§ Recorded information:
-*-*-

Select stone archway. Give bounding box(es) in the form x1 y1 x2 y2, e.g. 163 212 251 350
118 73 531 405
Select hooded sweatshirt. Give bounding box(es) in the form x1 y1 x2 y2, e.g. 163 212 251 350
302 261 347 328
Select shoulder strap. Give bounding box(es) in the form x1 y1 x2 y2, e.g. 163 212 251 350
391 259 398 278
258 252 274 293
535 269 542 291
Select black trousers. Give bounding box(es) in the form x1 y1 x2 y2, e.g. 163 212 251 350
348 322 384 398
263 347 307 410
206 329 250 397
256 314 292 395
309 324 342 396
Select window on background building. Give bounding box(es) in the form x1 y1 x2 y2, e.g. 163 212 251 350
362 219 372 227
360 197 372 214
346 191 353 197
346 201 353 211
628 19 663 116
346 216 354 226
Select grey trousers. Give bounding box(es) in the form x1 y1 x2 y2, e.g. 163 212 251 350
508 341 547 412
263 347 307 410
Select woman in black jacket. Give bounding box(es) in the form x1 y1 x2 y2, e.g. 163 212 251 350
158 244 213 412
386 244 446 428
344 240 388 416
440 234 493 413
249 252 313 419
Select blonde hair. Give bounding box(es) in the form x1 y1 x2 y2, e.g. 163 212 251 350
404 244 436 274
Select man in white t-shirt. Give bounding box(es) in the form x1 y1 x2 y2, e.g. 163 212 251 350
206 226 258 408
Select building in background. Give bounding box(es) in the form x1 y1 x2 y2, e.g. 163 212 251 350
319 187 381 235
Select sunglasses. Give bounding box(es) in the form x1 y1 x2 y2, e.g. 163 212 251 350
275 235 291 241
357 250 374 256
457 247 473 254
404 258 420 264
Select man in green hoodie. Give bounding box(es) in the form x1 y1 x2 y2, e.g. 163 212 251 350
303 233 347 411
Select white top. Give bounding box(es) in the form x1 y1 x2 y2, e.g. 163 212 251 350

-*-*-

§ Requirement: Would you return the full set of entries, unchanged in every detail?

§ Reply:
Select stone archway. Give bounding box(es) in the form x1 y1 x2 y2, e.g. 163 212 251 350
118 73 531 405
Select hooded sweatshirt. Give bounding box(es) in the form x1 y1 x2 y2, e.g. 163 212 251 350
302 261 347 328
Select shoulder strap. Give bounding box(es) in the form x1 y1 x2 y2, e.g. 163 212 251 350
391 259 398 278
258 252 274 293
535 269 542 291
Select black trousers. Give bounding box(es) in the form x1 y1 x2 y2, e.g. 163 212 251 350
348 322 384 398
263 347 307 410
206 329 250 397
256 314 292 395
309 324 342 396
Select window on background building. Give bounding box(es) in the form x1 y1 x2 y2, e.g. 163 212 251 350
362 219 372 227
360 197 372 214
346 191 353 197
346 201 353 211
628 19 663 116
346 216 354 226
Select grey trousers. Give bounding box(es) in the form x1 y1 x2 y2, e.g. 163 212 251 350
508 341 547 412
263 347 307 410
Select woman in black jacket. Give bounding box(es) in the form x1 y1 x2 y2, e.g. 163 212 251 350
158 244 213 412
386 244 446 428
344 240 388 416
440 234 493 413
249 252 313 419
Select blonde hair. Give bounding box(es) in the form x1 y1 x2 y2, e.g. 163 212 251 350
404 244 436 274
Select man in white t-shirt. Give bounding box(es) in the form x1 y1 x2 y2, e.g. 163 212 251 350
206 226 258 408
Select building in background. Give bounding box(es) in the form x1 y1 x2 y2, e.g. 163 212 251 350
319 187 381 235
Select sunglasses. Give bounding box(es) in the form x1 y1 x2 y2, e.g. 163 212 251 350
275 235 291 241
357 250 374 256
457 247 473 254
404 258 420 264
Select man in green hoodie. Give bounding box(es) in the form x1 y1 x2 y2, e.g. 163 212 251 350
303 233 347 411
Select white top. Give bounding box(es) in the form x1 y1 x2 y2, e.g. 163 212 251 350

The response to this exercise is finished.